> **Problem to solve**:
Your answer must consist only of the lines from the start of the entries through the line that holds "TARGET = chimney", copied exactly, with no pictures.

Image point grounding data:
──────
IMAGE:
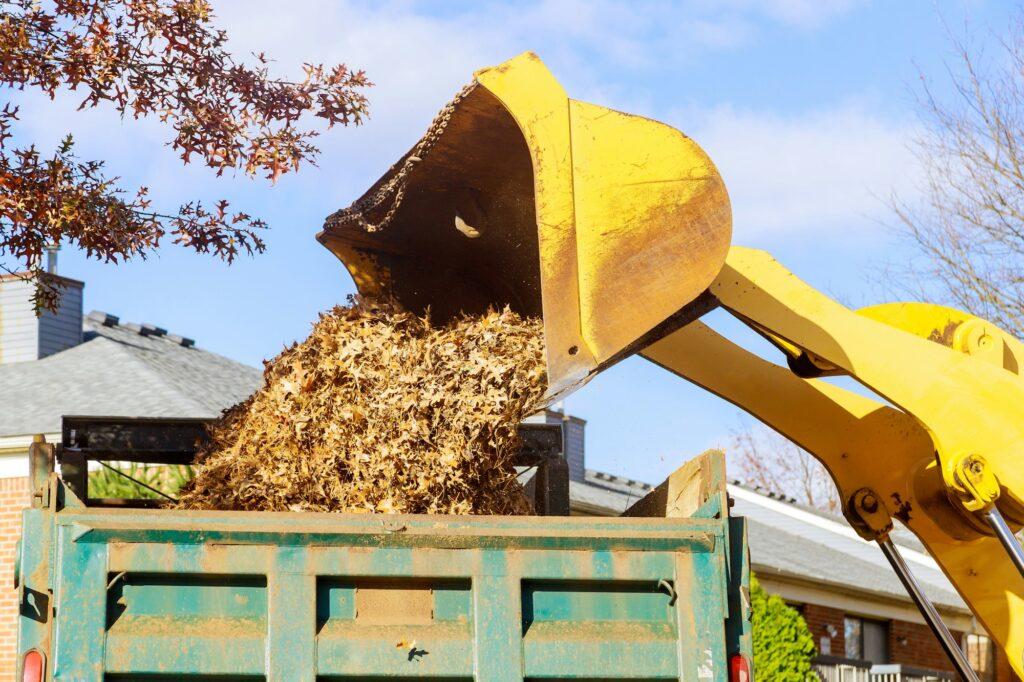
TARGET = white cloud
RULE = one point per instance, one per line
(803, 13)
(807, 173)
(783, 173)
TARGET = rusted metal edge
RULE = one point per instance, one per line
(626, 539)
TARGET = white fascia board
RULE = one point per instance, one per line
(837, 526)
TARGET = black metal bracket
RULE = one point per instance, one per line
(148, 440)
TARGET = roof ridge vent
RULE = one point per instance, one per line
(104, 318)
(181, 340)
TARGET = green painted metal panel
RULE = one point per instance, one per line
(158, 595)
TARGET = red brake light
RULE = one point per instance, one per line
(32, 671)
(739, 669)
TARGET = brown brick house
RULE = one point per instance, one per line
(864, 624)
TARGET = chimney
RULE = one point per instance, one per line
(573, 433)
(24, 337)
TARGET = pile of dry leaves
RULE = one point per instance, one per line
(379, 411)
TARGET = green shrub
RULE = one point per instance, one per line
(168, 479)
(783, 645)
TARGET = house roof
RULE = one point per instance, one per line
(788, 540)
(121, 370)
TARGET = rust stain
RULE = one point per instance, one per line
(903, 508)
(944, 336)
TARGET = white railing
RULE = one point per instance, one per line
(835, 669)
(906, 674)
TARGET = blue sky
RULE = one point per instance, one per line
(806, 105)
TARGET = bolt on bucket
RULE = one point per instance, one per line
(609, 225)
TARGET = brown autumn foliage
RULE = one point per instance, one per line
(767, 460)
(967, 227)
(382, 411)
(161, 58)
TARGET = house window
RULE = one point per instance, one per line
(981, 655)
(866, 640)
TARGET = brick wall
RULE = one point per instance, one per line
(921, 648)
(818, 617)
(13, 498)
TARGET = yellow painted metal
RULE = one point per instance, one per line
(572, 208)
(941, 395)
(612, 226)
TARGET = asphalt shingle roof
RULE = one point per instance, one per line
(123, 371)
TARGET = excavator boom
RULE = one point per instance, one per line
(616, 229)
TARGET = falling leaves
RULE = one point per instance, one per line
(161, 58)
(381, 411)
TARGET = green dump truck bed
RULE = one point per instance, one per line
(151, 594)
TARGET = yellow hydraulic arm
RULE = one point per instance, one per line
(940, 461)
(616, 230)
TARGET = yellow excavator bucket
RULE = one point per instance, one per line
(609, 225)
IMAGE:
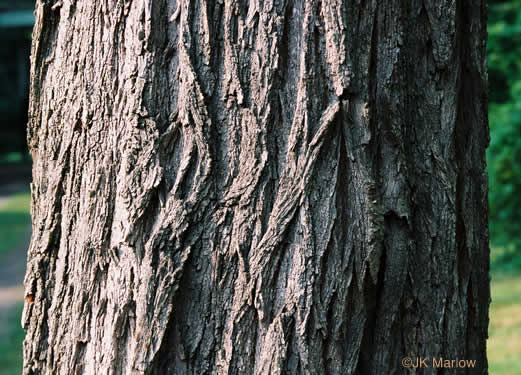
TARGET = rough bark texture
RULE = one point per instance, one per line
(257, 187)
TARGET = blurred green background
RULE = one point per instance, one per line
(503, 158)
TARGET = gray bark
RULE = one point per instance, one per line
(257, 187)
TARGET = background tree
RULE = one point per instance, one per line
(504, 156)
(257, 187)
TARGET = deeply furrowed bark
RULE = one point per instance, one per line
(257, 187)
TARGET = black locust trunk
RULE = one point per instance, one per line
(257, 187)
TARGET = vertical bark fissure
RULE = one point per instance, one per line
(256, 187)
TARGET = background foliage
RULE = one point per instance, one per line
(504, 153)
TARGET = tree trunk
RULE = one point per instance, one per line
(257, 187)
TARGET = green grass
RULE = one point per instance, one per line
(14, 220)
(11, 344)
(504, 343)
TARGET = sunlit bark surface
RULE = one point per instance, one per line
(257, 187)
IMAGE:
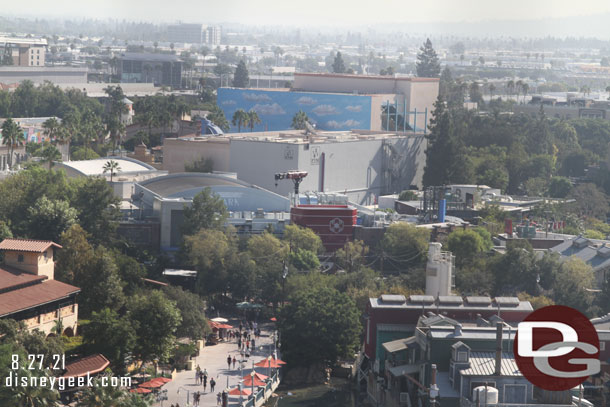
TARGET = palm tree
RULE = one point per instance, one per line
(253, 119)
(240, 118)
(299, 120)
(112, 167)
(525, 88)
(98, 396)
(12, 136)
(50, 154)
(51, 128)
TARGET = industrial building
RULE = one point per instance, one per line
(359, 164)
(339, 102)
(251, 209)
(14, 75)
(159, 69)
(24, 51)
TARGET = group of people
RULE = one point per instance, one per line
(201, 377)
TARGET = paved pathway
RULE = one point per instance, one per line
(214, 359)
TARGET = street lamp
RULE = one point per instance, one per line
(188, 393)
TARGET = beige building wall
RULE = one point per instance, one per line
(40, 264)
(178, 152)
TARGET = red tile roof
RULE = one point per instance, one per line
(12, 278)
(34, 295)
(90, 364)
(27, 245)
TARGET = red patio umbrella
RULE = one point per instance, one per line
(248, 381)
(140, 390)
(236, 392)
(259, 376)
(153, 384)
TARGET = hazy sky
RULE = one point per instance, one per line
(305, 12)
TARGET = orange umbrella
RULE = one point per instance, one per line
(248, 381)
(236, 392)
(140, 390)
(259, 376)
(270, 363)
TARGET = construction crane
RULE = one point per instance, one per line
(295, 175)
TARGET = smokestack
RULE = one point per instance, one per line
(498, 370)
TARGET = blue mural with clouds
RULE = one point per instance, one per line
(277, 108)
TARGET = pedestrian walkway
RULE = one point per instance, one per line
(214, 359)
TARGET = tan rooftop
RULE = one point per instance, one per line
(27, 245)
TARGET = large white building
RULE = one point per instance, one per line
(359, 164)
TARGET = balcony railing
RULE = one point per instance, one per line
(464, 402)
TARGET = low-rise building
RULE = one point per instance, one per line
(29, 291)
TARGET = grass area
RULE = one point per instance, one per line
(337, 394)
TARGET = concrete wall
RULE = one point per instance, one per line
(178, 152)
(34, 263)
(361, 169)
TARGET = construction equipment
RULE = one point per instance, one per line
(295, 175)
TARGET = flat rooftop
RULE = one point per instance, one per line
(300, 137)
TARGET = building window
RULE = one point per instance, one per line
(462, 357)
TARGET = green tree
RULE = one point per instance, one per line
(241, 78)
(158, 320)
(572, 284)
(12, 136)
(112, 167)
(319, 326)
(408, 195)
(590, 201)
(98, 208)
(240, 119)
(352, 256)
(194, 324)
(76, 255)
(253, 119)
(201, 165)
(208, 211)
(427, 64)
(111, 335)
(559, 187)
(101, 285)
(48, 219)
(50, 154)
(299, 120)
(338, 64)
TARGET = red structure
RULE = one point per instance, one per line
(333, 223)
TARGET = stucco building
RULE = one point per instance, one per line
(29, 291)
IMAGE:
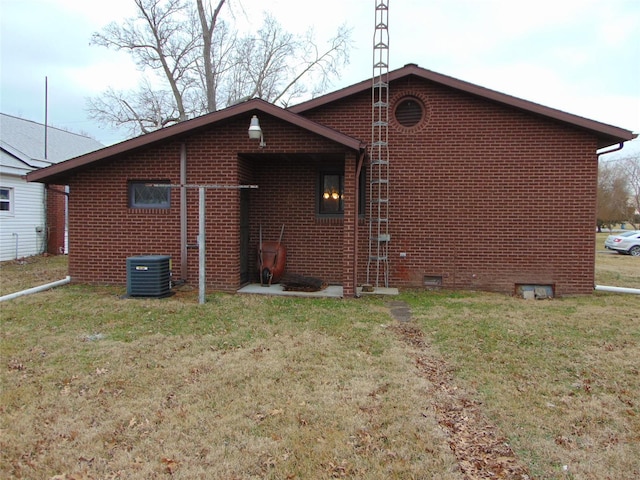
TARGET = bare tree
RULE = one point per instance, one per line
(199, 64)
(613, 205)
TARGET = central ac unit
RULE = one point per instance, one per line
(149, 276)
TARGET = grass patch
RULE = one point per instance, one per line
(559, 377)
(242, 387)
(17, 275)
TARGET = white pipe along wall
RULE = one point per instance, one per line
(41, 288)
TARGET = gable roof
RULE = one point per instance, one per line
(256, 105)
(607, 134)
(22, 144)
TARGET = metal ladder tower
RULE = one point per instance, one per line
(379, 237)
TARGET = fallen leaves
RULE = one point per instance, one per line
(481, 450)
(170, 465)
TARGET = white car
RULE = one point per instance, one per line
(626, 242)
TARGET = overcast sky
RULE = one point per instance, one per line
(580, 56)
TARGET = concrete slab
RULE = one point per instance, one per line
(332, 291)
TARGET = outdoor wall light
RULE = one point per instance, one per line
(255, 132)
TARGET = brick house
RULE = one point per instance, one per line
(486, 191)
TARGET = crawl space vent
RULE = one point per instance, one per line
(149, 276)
──────
> **Solution to this problem**:
IMAGE:
TARGET = white cloud
RULE = one point per instance, one per line
(803, 13)
(807, 173)
(783, 173)
TARGET = rusted metal edge
RULE = one point per instance, one per line
(626, 539)
TARGET = white fascia board
RULE = one point per instance, one per line
(837, 526)
TARGET = black metal bracket
RULE = one point per instance, one per line
(148, 440)
TARGET = roof ridge vent
RULE = one point per instance, one per line
(104, 318)
(181, 340)
TARGET = green painted metal panel
RULE = one point per instance, one per line
(158, 595)
TARGET = red brake light
RULE = one point per instance, one per line
(32, 671)
(739, 669)
TARGET = brown brick house
RULE = one point per instance, one per line
(864, 624)
TARGET = chimney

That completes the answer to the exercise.